# [Given passage]
On the inside of the bag, you’ll have a soft almost suede-like surface snuggling up to your camera. By using a divider, I was able to stuff the Fujifilm X-T1 with the 35mm f1.4 attached into the bag while sideways. However, the hood needs to come off in order to get another lens in there. If the hood is attached, it’s pretty much just holding the camera with the lens and there isn’t much space to practically put anything else–not even a divider.
The Cosyspeed Camslinger Streetomatic isn’t cheaply built. Everything about it feels like a quality bag from the canvas design, the nifty buckle, and the zippers on the side pockets. It comes with a rain cover if you choose to use it, but we’re not sure how many people actually could bother to use one. A poncho for your bag doesn’t exactly make sense unless you’re walking through a hurricane.
One of the best parts of the Streetomatic has to be the strap; it’s comfortable–very comfortable. To that end, I should mention once again that I used it as a sling camera bag and not as as bag around my waist.
Ease of Use
When you first grab the Streetomatic, you’ll need to figure out what gear you want to pack in there. Obviously the smaller cameras will allow you to cram more into the bag itself, but the larger ones will force you to be a bit more discerning. It’s the choice between the Fujifilm 16-55mm f2.8 or the 35mm f1.4 and the 16mm f1.4. Granted, I only own the 35mm lens and the rest is on a long term loan to us from Fujifilm; but packing the bag and choosing what you want to bring is seriously the hardest part. That’s not a fault of the Streetomatic though as it’s very configurable.

# [Given data]
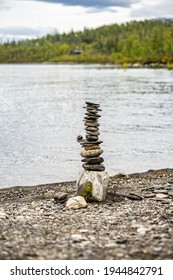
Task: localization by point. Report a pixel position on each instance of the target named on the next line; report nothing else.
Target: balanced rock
(93, 160)
(76, 202)
(91, 138)
(94, 124)
(93, 167)
(99, 181)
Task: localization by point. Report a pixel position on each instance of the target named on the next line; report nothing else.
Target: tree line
(143, 42)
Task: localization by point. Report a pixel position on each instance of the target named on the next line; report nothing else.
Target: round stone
(95, 133)
(88, 143)
(93, 167)
(91, 153)
(170, 193)
(93, 160)
(89, 114)
(161, 195)
(91, 138)
(149, 195)
(90, 118)
(161, 191)
(91, 128)
(92, 147)
(91, 104)
(94, 124)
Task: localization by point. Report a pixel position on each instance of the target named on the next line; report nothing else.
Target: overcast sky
(32, 18)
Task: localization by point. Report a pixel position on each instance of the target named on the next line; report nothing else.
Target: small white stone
(76, 202)
(141, 231)
(99, 181)
(3, 215)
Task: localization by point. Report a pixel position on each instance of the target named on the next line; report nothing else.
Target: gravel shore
(135, 221)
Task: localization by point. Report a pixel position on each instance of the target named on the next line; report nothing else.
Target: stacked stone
(92, 151)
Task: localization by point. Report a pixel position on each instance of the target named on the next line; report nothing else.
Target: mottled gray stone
(91, 153)
(93, 167)
(93, 160)
(92, 138)
(95, 133)
(89, 123)
(91, 128)
(99, 181)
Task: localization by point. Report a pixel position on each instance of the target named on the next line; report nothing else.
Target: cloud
(98, 4)
(154, 9)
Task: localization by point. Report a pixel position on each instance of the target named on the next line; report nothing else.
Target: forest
(145, 42)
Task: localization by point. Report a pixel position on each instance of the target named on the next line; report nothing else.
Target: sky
(21, 19)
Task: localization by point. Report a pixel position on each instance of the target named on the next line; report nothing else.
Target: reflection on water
(41, 115)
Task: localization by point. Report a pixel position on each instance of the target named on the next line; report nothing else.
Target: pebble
(76, 237)
(161, 191)
(76, 202)
(3, 215)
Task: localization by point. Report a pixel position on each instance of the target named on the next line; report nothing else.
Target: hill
(143, 42)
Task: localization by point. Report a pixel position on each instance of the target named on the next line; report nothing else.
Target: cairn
(93, 180)
(92, 151)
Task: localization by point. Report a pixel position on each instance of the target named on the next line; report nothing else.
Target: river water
(41, 114)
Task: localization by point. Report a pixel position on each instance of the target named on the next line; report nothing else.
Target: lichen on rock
(86, 191)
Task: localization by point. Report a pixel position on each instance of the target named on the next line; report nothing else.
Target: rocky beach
(134, 222)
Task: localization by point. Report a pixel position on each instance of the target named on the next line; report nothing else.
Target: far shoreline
(73, 182)
(124, 66)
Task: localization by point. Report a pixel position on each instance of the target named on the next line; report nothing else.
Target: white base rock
(99, 181)
(76, 202)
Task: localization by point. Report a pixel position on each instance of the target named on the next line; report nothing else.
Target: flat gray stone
(170, 193)
(93, 160)
(93, 167)
(99, 181)
(92, 138)
(91, 153)
(161, 195)
(94, 124)
(92, 128)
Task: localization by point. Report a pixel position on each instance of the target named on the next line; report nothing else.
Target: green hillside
(143, 42)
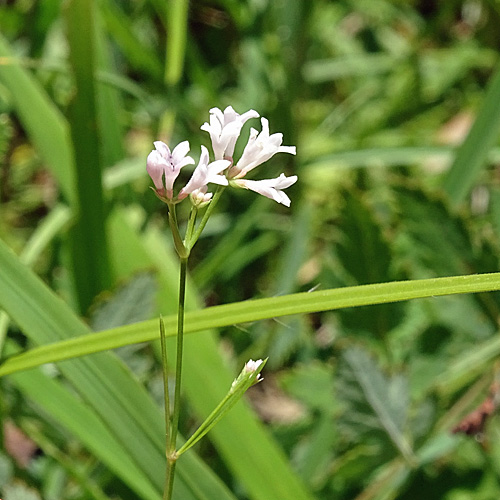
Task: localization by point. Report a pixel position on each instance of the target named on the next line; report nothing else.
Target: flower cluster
(224, 128)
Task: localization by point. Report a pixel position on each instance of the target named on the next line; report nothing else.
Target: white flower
(205, 173)
(225, 128)
(163, 164)
(251, 367)
(260, 148)
(271, 188)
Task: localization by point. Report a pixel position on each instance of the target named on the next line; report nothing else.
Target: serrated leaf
(130, 303)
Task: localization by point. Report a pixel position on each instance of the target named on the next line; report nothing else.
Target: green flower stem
(172, 221)
(171, 441)
(239, 387)
(169, 480)
(166, 395)
(190, 243)
(191, 222)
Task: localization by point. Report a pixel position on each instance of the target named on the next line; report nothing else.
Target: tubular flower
(163, 166)
(205, 173)
(260, 148)
(224, 129)
(270, 188)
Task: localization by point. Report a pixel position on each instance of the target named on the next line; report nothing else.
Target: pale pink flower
(205, 173)
(260, 148)
(163, 166)
(271, 188)
(224, 129)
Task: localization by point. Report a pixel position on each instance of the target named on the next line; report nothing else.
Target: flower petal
(224, 129)
(260, 148)
(270, 188)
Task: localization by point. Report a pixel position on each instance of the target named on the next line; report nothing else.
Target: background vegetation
(395, 111)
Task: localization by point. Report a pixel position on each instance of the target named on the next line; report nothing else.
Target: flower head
(205, 173)
(224, 129)
(260, 148)
(163, 166)
(270, 188)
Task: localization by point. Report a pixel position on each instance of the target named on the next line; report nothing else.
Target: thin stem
(180, 346)
(181, 249)
(190, 227)
(169, 481)
(206, 216)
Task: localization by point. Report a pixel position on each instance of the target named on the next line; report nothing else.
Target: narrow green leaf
(374, 401)
(46, 127)
(54, 399)
(104, 383)
(177, 25)
(255, 310)
(472, 155)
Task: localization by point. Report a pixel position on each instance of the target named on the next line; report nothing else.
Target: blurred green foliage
(379, 96)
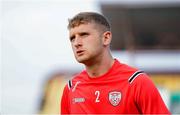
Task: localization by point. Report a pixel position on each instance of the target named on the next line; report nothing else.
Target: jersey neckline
(104, 75)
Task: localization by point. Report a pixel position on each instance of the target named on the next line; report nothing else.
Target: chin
(82, 60)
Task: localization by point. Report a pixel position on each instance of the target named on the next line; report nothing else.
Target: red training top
(122, 90)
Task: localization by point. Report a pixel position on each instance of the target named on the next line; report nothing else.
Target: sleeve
(147, 97)
(65, 101)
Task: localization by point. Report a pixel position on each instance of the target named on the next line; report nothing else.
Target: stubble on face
(91, 47)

# [Questions on the material]
[A] Answer these from the Streetomatic review:
(i) What has to come off before another lens will fit in the bag?
(ii) What does the bag come with that the writer doubts many people will bother to use?
(iii) Which Fujifilm lens does the writer actually own?
[B] Rewrite the Streetomatic review from "One of the best" to "around my waist.", substituting "shoulder strap" for "strap".
[C] Carry on the Streetomatic camera bag review from its last sentence.

# [Exercise results]
[A]
(i) The hood
(ii) A rain cover
(iii) The 35mm lens

[B]
One of the best parts of the Streetomatic has to be the shoulder strap; it’s comfortable–very comfortable. To that end, I should mention once again that I used it as a sling camera bag and not as as bag around my waist.

[C]
Opening and closing the bag is easier than it was than when the original Camslinger had a little loop. This buckle is beautiful and simply works well.
The Streetomatic also comes with a little finger loop that attaches to your camera and substitutes itself for a wrist strap–except that it goes around your finger. If you’re a photographer/editor that suffers from periodic bouts of Carpal Tunnel, then it’s probably best used for some other function. If you use a really nice strap, then keep that on instead.
Before I get to my conclusions, know that Phoblographer readers get a special gift when they use the previously hyperlinked text to back the project.
So how is it?
Thomas, the company’s founder, has made huge strides forward. Though I wouldn’t use this bag on a daily basis because of the lack of space for a laptop, I’d strongly consider it as a second kit bag–which I’ve been needing more and more as of recent when I shoot on location. The Streetomatic easily holds a flash and radio trigger while another bag can stuff my camera(s), lenses, cables, laptop, etc. It makes a lot of sense.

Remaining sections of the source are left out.